== 課題 ==
イスラーム文化の解説から、「(ア) 著作が『世界史序説』」から「(オ) 『医学典範』という記述がイブン=シーナーと判断できる決め手となります。」までの部分をすべて一字一句そのまま書き写すこと。

== 引用文 ==

^^^^^^^^

この問題でおさえておきたいこと
イスラーム社会と文明の特質を理解する!
固有の学問と外来の学問など学問での業績や文学作品もチェック!
解答
問1
(ア)…b (イ)…c (ウ)…a (エ)…c
(オ)…b (カ)…b (キ)…c
問2
1…e 2…a 3…c
問3
a
問4
c
問5
d
解説
問1 「ポイントのまとめ」の内容を参考にすると、どの文がどの人物の説明になっているか判断できるかと思われます。
(ア) 著作が『世界史序説』であることが大きなヒントになりますが、イブン=ハルドゥーンの出身地がチュニスであることもおさえておきたいポイントです。
ちなみに、名前が「イブン」ではじまっているほかの人物の出身地はこのようになっています。4人ともおさえておきたいところです。
- イブン=ハルドゥーン…チュニス
- イブン=シーナー…ブハラ近郊
- イブン=ルシュド…コルドバ
- イブン=バットゥータ…モロッコ
(イ) アリストテレスの著作に注解を施したという記述で、イブン=ルシュドと判断できます。
(ウ) 『三大陸周遊記』という記述がイブン=バットゥータと判断できる決め手となります。
(エ) イスラーム文化においての有名な数学者となるとフワーリズミーです。「代数学」を意味する英語、algebraは彼の著作名が由来ですし、プログラム用語である「アルゴリズム」は彼の名前が由来です。
(オ) 『医学典範』という記述がイブン=シーナーと判断できる決め手となります。

^^^^^^^^

コレクションから抜き出した記録

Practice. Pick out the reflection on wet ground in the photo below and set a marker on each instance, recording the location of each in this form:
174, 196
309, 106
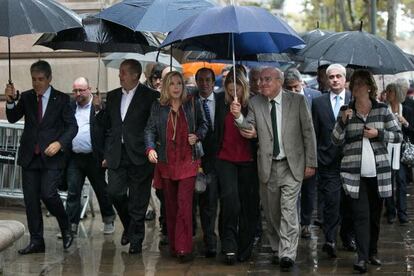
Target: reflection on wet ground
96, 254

^^^^^^^^

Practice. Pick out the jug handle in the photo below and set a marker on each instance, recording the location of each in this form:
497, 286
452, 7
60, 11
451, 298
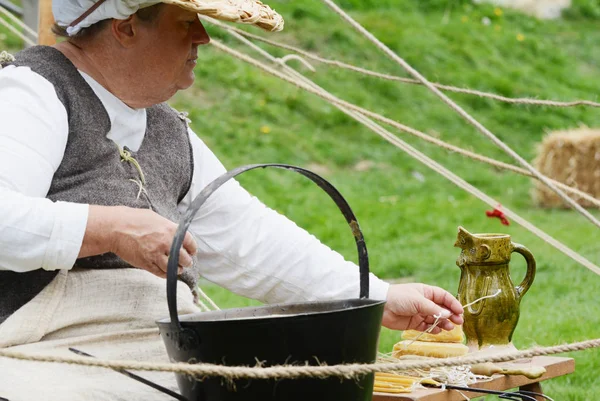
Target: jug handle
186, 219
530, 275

^^^^^^^^

== 解答欄 ==
(ア) 著作が『世界史序説』であることが大きなヒントになりますが、イブン=ハルドゥーンの出身地がチュニスであることもおさえておきたいポイントです。
ちなみに、名前が「イブン」ではじまっているほかの人物の出身地はこのようになっています。4人ともおさえておきたいところです。
- イブン=ハルドゥーン…チュニス
- イブン=シーナー…ブハラ近郊
- イブン=ルシュド…コルドバ
- イブン=バットゥータ…モロッコ
(イ) アリストテレスの著作に注解を施したという記述で、イブン=ルシュドと判断できます。
(ウ) 『三大陸周遊記』という記述がイブン=バットゥータと判断できる決め手となります。
(エ) イスラーム文化においての有名な数学者となるとフワーリズミーです。「代数学」を意味する英語、algebraは彼の著作名が由来ですし、プログラム用語である「アルゴリズム」は彼の名前が由来です。
(オ) 『医学典範』という記述がイブン=シーナーと判断できる決め手となります。